* **The exercise**:
Find each line in the data below that contains the string "live" and copy those lines out. Case counts, so match capital and small letters.

* **Supplied records**:
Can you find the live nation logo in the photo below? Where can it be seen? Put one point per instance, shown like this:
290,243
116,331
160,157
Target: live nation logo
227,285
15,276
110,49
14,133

* **Exercise output**:
Can you find the live nation logo in the photo below? Where can it be seen? Put one point per instance, shown like this:
Target: live nation logo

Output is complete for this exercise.